TEXTO FORNECIDO:

Guia da Semana

Houve uma época em que liberdade era uma calça azul, velha e desbotada que todo mundo queria usar e em que a vontade geral era todos serem iguais, vivendo num mundo sem guerras e de amor e paz. Passado, né? Hoje, a onda é uma calça cada vez mais diferente: a mais colorida, ou a mais preta, ou a mais justa. O importante é ser única, pessoal, mesmo que tenha várias outras parecidas penduradas nas araras das lojas... e nem tão diferentes entre si.

Mas por que, seja na Rua Augusta (São Paulo), na Lapa (Rio), no Nova Olaria (Porto Alegre) ou no Marco Zero (Recife), todo adolescente é assim? Para além das vontades, desejos e curtições, há a mão, cada vez mais visível, a movimentar e escolher a próxima banda, a próxima roupa, a próxima moda: a mão do mercado.

Tudo culpa da primeira Revolução Industrial, ocorrida no século 18. "Quando as máquinas substituíram os campos, e os pais foram requisitados pelas fábricas, os filhos que não se adaptaram ao trabalho ou sofreram mutilações (e foram muitos) foram literalmente abandonados. Sem dinheiro, nem trabalho, começaram a formar gangues e aterrorizar a Inglaterra vitoriana. Nascia o conceito de juventude, que durante um bom período foi sinônimo de delinquência", explica Miguel Perosa, professor do curso de Psicologia da PUC-SP.

De lá para cá, vieram os jovens românticos do século 19, que se mataram após ler livros como Os Sofrimentos do Jovem Werther; a geração do rock americano dos anos 50, a primeira a exercer de fato um forte poder na economia; os hippies, um dos poucos grupos jovens a contestar o sistema; e os fãs de cosplay, entre outros.

Ao longo do tempo, muita coisa mudou, mas o que permanece igual, principalmente, é a rebeldia e o papel do grupo. "Meus pais não gostam, mas têm de respeitar. Eu não vou mudar nem deixar de sair com meus amigos porque eles querem", diz Lucas de Carvalho Gomes. Aos 15 anos, esse morador de M'Boi Mirim, zona sul de São Paulo, só quer saber de ouvir Bring me the Horizon e outras bandas que tocam screamo (um tipo atual de punk rock bem berrado), vestir suas camisas e tênis coloridos e encontrar a galera em frente à Pizzaria Vitrine, na Rua Augusta. A calça de strech preta, o piercing no septo e o corte moicano comprido completam o visual de Lucas e dos demais amigos de balada. "Ficamos lá até o sol raiar, conversando sobre todas as coisas, e principalmente, como as outras pessoas e tribos estão vestidas", comenta Lucas, que quer trabalhar com fotografia, mas não sabe em qual área.

Eterna mudança

Foto: Getty Images

A vida em grupo é importante para o desenvolvimento da identidade do todos nós

"Esse público muda cada vez mais rápido, pois são muito ligados às tendências. Antes, eram vistos apenas como um mercado futuro, para quando alcançassem seus 25, 30 anos. Hoje, são referência e fortes influenciadores da família, e não há publicidade, tanto dos setores bancário, imobiliário e de tecnologia, que não trabalhe esse grupo como um nicho do mercado presente, de agora", comenta Ana Lúcia Fugullin, professora de Mídia da Miami Ad School/ESPM.

QUESTÃO BREVE A: No texto sobre a juventude e o mercado, com o que Lucas de Carvalho Gomes quer trabalhar?
QUESTÃO BREVE B: Dê sequência ao texto sobre a juventude e o mercado a partir da última fala de Ana Lúcia Fugullin.

DADOS DE ORIGEM:
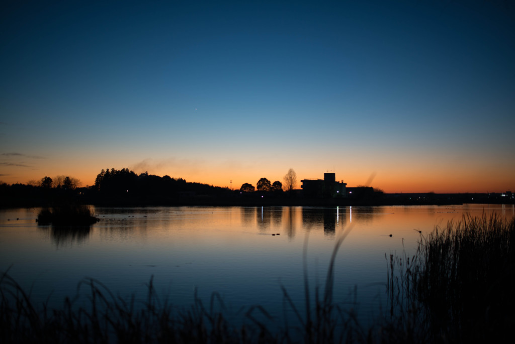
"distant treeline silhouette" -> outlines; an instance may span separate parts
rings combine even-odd
[[[228,188],[188,183],[168,175],[160,177],[147,172],[138,175],[127,168],[102,170],[95,179],[95,190],[101,196],[141,198],[219,195],[229,191]]]
[[[200,183],[187,182],[182,178],[160,177],[147,172],[136,174],[127,168],[102,170],[95,185],[78,187],[75,178],[45,176],[27,184],[9,185],[0,182],[0,206],[38,206],[60,204],[168,204],[178,198],[205,195],[219,196],[230,192],[228,188]]]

RESPOSTA ESCRITA A: Com fotografia, mas ele ainda não sabe em qual área.

RESPOSTA ESCRITA B:
Para isso, segundo o raciocínio da professora, o discurso publicitário trabalha conceitos e valores importantes para eles, como o individualismo. "O jovem é muito influenciado e busca se destacar no bando. Quando todo mundo está usando branco e preto, tem um que resolve só usar colorido, e isso vai passando, passando e se impondo, seja na música, na moda e em outras áreas", define Ana Lúcia.

O professor Miguel Perosa acrescenta outro conceito: o de pertencimento. "A moda, como expressão do aqui e agora da cultura, faz com que esse sentimento de pertencimento se dê. Roupas, sinais, gírias, tudo faz parte dessa identidade que o jovem precisa consumir".

E por que precisa, professor? "A identidade da criança é dada pelo pertencimento das figuras de autoridade e afeto. Quando ela se torna adolescente, todas as mudanças fisiológicas e biológicas que acontecem dão uma bagunçada na identidade. É nessa hora que aparece no indivíduo a necessidade de estar em um grupo, de pertencer a uma tribo. E isso é bom, pois o jovem isolado é extremamente tímido e fechado, podendo gerar uma identidade adulta extremamente frágil e grandes problemas futuros".

Ou seja: o melhor mesmo é curtir bastante os cabelos moicanos e franjas, os óculos aro branco, viver a turma, a galera e as bandas como se não houvesse amanhã. Mesmo que, no íntimo, você saiba que ele está ali na esquina e logo, logo virá. Como aconteceu com Douglas Ramos, hoje com 19 anos.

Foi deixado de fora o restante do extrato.